WORK TO COMPLETE »
Restate all of the records below exactly. Do not carry over any image.

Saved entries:
· · ·
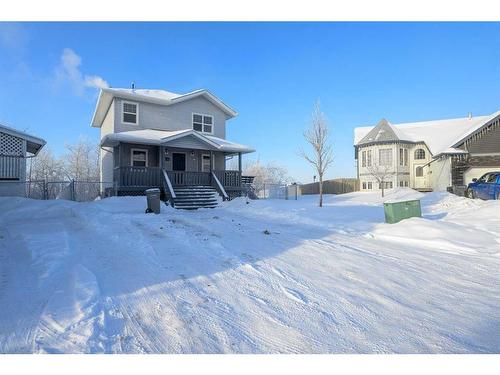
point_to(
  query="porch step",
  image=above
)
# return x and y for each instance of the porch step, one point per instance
(194, 197)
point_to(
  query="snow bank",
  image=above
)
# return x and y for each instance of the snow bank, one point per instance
(265, 277)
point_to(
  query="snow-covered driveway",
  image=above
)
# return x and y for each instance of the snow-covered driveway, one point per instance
(270, 276)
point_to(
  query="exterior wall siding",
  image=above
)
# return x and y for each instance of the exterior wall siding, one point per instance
(440, 174)
(190, 142)
(400, 173)
(173, 117)
(193, 162)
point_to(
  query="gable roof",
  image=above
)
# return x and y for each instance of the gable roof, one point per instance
(161, 97)
(440, 136)
(163, 137)
(33, 144)
(382, 132)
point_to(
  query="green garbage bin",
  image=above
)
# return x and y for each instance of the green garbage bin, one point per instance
(397, 211)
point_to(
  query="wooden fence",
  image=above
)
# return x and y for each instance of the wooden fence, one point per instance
(335, 186)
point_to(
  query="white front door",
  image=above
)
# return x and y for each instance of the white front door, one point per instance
(205, 163)
(420, 177)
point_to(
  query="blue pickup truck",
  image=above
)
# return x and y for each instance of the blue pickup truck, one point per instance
(486, 187)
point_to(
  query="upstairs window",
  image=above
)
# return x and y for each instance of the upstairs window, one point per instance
(403, 157)
(419, 154)
(385, 157)
(129, 113)
(139, 157)
(203, 123)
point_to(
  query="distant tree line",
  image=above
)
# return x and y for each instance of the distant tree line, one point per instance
(80, 162)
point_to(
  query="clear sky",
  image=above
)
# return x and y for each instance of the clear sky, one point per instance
(271, 73)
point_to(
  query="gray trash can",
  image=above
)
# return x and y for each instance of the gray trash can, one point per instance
(153, 197)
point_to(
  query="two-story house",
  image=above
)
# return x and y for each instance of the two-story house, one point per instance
(430, 155)
(177, 142)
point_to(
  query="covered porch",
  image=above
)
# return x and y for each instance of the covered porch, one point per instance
(139, 164)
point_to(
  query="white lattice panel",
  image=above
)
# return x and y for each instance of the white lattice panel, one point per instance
(10, 145)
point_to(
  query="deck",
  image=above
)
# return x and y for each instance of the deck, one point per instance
(142, 178)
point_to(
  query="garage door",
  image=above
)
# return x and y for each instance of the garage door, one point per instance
(476, 172)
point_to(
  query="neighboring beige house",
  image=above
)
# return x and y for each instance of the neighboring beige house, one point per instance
(427, 156)
(15, 147)
(176, 142)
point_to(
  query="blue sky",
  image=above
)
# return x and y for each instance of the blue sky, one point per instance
(271, 73)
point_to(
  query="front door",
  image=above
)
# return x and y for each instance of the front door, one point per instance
(420, 178)
(178, 161)
(205, 163)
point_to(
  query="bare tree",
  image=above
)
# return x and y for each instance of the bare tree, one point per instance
(380, 172)
(45, 167)
(317, 135)
(81, 163)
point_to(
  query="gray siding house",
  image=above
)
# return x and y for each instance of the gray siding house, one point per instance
(176, 142)
(15, 147)
(429, 155)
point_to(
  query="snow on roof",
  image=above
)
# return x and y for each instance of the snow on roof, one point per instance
(161, 97)
(163, 137)
(155, 94)
(440, 136)
(33, 144)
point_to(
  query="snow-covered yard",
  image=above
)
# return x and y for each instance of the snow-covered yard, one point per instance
(271, 276)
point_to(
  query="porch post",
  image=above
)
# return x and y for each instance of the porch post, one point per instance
(161, 160)
(119, 174)
(239, 169)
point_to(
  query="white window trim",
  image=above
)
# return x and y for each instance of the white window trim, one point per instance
(132, 156)
(136, 115)
(202, 125)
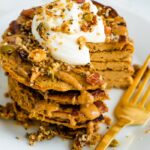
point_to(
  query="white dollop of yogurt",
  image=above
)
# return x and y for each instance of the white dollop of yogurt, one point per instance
(64, 46)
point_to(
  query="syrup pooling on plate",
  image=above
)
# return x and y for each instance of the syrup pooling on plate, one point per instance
(64, 27)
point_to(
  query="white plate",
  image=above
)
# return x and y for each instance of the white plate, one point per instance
(131, 138)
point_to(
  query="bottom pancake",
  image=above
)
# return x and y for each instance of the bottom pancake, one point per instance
(85, 136)
(117, 79)
(73, 116)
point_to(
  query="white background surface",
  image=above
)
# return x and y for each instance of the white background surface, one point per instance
(137, 15)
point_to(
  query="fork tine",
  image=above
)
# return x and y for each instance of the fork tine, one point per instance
(141, 87)
(148, 107)
(145, 97)
(131, 89)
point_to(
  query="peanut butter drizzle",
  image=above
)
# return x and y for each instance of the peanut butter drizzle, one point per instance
(85, 97)
(90, 111)
(66, 77)
(45, 108)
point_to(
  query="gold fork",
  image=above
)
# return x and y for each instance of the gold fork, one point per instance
(131, 110)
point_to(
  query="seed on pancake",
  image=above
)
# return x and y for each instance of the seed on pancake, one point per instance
(99, 118)
(29, 13)
(14, 27)
(100, 105)
(23, 54)
(7, 49)
(80, 1)
(94, 79)
(37, 55)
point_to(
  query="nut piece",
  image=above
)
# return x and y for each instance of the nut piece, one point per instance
(80, 1)
(95, 79)
(81, 41)
(37, 55)
(7, 49)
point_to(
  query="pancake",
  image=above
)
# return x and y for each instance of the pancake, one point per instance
(25, 73)
(113, 65)
(111, 56)
(68, 97)
(45, 73)
(47, 131)
(117, 79)
(73, 116)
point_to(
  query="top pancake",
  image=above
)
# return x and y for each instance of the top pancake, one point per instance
(45, 73)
· · ·
TASK RESPONSE »
point_to(
  query="porch step",
  image=above
)
# return x and y for each instance of the porch step, one point per instance
(194, 197)
point_to(
  query="snow bank",
  image=above
)
# return x and y for each instance of the snow bank, one point per instance
(265, 277)
point_to(
  query="snow-covered driveway",
  image=above
)
# return x and y for each instance of the snow-covered driveway, one point per instance
(270, 276)
point_to(
  query="exterior wall siding",
  image=above
)
# return x and y for each instance of the exterior wall siding, one point per instance
(440, 174)
(190, 142)
(400, 173)
(173, 117)
(193, 162)
point_to(
  query="gable roof",
  image=above
)
# return x and y for each instance of the gable roof, one point per instance
(161, 97)
(440, 136)
(163, 137)
(33, 144)
(382, 132)
point_to(
  query="green garbage bin",
  image=above
)
# return x and y for each instance of the green garbage bin, one point per instance
(397, 211)
point_to(
  query="wooden fence",
  image=above
)
# return x and y for each instance of the wooden fence, one point per instance
(335, 186)
point_to(
  query="white front door",
  image=above
)
# return x and y for each instance of the white front door, one point per instance
(205, 163)
(420, 177)
point_to(
  query="blue pickup truck",
  image=above
)
# return x and y for each instance of the blue pickup truck, one point per instance
(486, 187)
point_to(
  query="upstairs window",
  image=above
)
# return x and y for each instance of the upstairs window, one point per instance
(403, 157)
(419, 154)
(385, 157)
(129, 113)
(139, 157)
(203, 123)
point_to(
  query="distant tree line",
  image=above
)
# return x and y for each instance of the distant tree line, one point per instance
(80, 162)
point_to(
  query="clear sky",
  image=above
)
# return x and y for each instance of the clear sky, one point per instance
(271, 73)
point_to(
  query="gray trash can",
  image=above
)
# return x and y for each instance of the gray trash can, one point per instance
(153, 197)
point_to(
  query="two-story house",
  image=above
)
# return x and y for each instance of the two-story house, one point per instance
(430, 155)
(177, 142)
point_to(
  query="covered porch",
  image=above
)
# return x and y for each instance of the covered porch, one point per instance
(139, 164)
point_to(
  query="white lattice panel",
  image=above
)
# return x and y for each instance of the white lattice panel, one point per instance
(10, 145)
point_to(
  query="deck",
  image=above
)
# return x and y for each instance of the deck, one point per instance
(142, 178)
point_to(
  query="garage door",
  image=above
)
# return x and y for each instance of the garage door, one point per instance
(476, 172)
point_to(
  query="neighboring beige house",
  image=above
)
# return x and y for each instance of the neighboring beige house, one point per instance
(427, 156)
(15, 147)
(176, 142)
point_to(
  query="blue sky",
  image=above
)
# return x and y for each instance of the blue sky, one point per instance
(271, 73)
point_to(
  query="front door",
  image=above
)
# return x and y for each instance of the front door, one point per instance
(420, 178)
(178, 161)
(205, 163)
point_to(
  query="bare tree",
  image=above
)
# return x and y for each instance of the bare tree, one point per instance
(380, 172)
(45, 167)
(317, 135)
(81, 163)
point_to(
  query="gray siding house",
  image=above
)
# return x and y for each instance of the gray siding house, one point per instance
(176, 142)
(15, 147)
(429, 155)
point_to(
  query="snow on roof",
  image=above
)
# return x and y for each instance of the snow on roof, one point per instance
(161, 97)
(163, 137)
(155, 94)
(440, 136)
(33, 144)
point_to(
  query="snow-covered yard",
  image=above
)
# return x and y for each instance of the snow-covered yard, one point per instance
(271, 276)
point_to(
  query="porch post",
  image=above
)
# return x and y for each instance of the porch post, one point per instance
(161, 160)
(119, 174)
(239, 169)
point_to(
  query="white window trim",
  image=above
)
# return x and y for each instance of the white window trim, one point per instance
(132, 156)
(136, 115)
(202, 125)
point_to(
  query="white dollop of yogurt",
  image=above
)
# return x and y for each instance of the white dollop of yogurt, one point per instance
(64, 46)
point_to(
  query="syrup pooling on plate",
  image=above
)
# return x and y for each instance of the syrup pooling on plate, one point per instance
(64, 27)
point_to(
  query="white plate",
  image=above
)
# return x and y for each instance of the white plate, one point per instance
(131, 138)
point_to(
  query="bottom pancake",
  image=above
)
# return x and y for each instance of the bottom pancake, one point per instance
(85, 136)
(117, 79)
(73, 116)
point_to(
  query="white background surface",
  image=above
)
# return x and y for each instance of the white background surface, one point per instance
(137, 15)
point_to(
  query="fork tine",
  image=above
)
# return x and y for each instance of the fork tine, one point per instance
(141, 87)
(148, 107)
(145, 97)
(131, 89)
point_to(
  query="peanut butter drizzle",
  image=above
)
# return x and y for each instance of the peanut butter drizzle, one point per instance
(85, 97)
(90, 111)
(66, 77)
(45, 108)
point_to(
  query="gold fork",
  image=above
)
# return x and y for each instance of the gold fork, one point per instance
(131, 110)
point_to(
  query="seed on pancake",
  image=above
)
# return x and y for each instance of the seed on pancake, one point per instance
(99, 118)
(29, 13)
(14, 27)
(100, 105)
(23, 54)
(7, 49)
(80, 1)
(94, 79)
(37, 55)
point_to(
  query="nut piece",
  image=above
)
# return x and y for each instance of the nut piece, one point per instance
(80, 1)
(95, 79)
(81, 41)
(37, 55)
(7, 49)
point_to(
  query="pancake",
  image=above
)
# return x and y for each instance of the pancake, one point per instance
(25, 73)
(113, 65)
(111, 56)
(68, 97)
(45, 73)
(47, 131)
(117, 79)
(73, 116)
point_to(
  query="top pancake",
  image=above
)
# return x and y for each instance of the top pancake, one point per instance
(45, 73)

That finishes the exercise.